Coordinate labeling data

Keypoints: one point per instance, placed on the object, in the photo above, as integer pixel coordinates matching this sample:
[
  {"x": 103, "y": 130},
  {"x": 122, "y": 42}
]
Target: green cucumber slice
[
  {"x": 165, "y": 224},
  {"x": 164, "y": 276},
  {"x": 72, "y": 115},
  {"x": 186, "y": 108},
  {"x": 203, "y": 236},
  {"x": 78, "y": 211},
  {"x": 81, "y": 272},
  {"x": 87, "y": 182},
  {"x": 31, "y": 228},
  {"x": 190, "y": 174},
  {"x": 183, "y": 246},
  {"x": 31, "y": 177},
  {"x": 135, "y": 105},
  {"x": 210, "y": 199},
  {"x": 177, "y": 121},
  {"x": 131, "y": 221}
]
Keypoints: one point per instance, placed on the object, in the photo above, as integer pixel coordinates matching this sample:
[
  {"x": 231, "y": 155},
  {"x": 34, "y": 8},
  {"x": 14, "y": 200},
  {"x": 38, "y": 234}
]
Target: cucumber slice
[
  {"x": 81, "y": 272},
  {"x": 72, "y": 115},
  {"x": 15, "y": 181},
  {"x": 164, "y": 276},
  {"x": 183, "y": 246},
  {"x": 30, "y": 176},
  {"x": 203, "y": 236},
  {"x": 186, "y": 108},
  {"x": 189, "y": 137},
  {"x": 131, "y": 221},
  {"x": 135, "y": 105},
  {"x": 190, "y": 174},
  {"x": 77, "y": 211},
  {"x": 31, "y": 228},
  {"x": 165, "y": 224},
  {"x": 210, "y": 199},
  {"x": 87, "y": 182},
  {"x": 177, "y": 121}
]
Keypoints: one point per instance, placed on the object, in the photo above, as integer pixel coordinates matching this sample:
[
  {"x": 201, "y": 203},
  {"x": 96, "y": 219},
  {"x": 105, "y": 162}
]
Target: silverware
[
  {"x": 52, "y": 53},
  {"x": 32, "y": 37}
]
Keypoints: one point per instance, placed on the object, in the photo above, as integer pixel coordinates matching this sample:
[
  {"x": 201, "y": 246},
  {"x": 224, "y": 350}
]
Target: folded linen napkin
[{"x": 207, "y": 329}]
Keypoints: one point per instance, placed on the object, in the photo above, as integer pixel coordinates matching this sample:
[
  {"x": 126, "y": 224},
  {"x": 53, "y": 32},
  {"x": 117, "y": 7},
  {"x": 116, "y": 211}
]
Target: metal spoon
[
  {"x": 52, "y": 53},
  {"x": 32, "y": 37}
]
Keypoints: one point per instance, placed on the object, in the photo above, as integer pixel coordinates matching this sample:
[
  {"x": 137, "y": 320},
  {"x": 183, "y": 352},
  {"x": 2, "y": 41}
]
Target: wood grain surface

Task details:
Please repeat the listing exactly, with nothing left out.

Output of the task:
Keypoints: one point per instance, placed on the object, in the photo above, as integer pixel coordinates matching this sample:
[
  {"x": 103, "y": 130},
  {"x": 122, "y": 42}
]
Target: green cucumber slice
[
  {"x": 165, "y": 224},
  {"x": 164, "y": 276},
  {"x": 72, "y": 115},
  {"x": 186, "y": 108},
  {"x": 203, "y": 236},
  {"x": 78, "y": 211},
  {"x": 81, "y": 272},
  {"x": 87, "y": 182},
  {"x": 31, "y": 228},
  {"x": 190, "y": 174},
  {"x": 183, "y": 246},
  {"x": 31, "y": 177},
  {"x": 135, "y": 105},
  {"x": 210, "y": 199},
  {"x": 177, "y": 121},
  {"x": 131, "y": 221}
]
Keypoints: one point per instance, placed on the object, in the photo above, as integer pixel coordinates matching this sample:
[
  {"x": 231, "y": 155},
  {"x": 34, "y": 8},
  {"x": 14, "y": 200},
  {"x": 38, "y": 234}
]
Target: cucumber slice
[
  {"x": 81, "y": 272},
  {"x": 72, "y": 115},
  {"x": 15, "y": 181},
  {"x": 164, "y": 276},
  {"x": 183, "y": 246},
  {"x": 30, "y": 176},
  {"x": 203, "y": 236},
  {"x": 186, "y": 108},
  {"x": 189, "y": 137},
  {"x": 131, "y": 221},
  {"x": 135, "y": 105},
  {"x": 190, "y": 174},
  {"x": 77, "y": 211},
  {"x": 31, "y": 228},
  {"x": 165, "y": 224},
  {"x": 210, "y": 199},
  {"x": 87, "y": 182},
  {"x": 177, "y": 121}
]
Keypoints: one point per instance, placed on the object, in the photo above, as integer pixel coordinates matching this sample:
[
  {"x": 201, "y": 203},
  {"x": 96, "y": 219},
  {"x": 105, "y": 162}
]
Target: silverware
[
  {"x": 52, "y": 53},
  {"x": 32, "y": 37}
]
Keypoints: one point per instance, placed on the object, in the photo above, as integer pixel coordinates matching this sample:
[
  {"x": 201, "y": 246},
  {"x": 224, "y": 350}
]
Target: folded linen napkin
[{"x": 207, "y": 329}]
Keypoints: one point per instance, placed on the object, in the photo above, as integer pixel coordinates matching this sample:
[
  {"x": 126, "y": 224},
  {"x": 53, "y": 32},
  {"x": 117, "y": 7},
  {"x": 116, "y": 211}
]
Target: metal spoon
[
  {"x": 52, "y": 53},
  {"x": 32, "y": 37}
]
Keypoints: one point per instance, placed on the object, in the photo above, as integer pixel coordinates matching this sample:
[
  {"x": 137, "y": 320},
  {"x": 183, "y": 352},
  {"x": 2, "y": 41}
]
Target: wood grain surface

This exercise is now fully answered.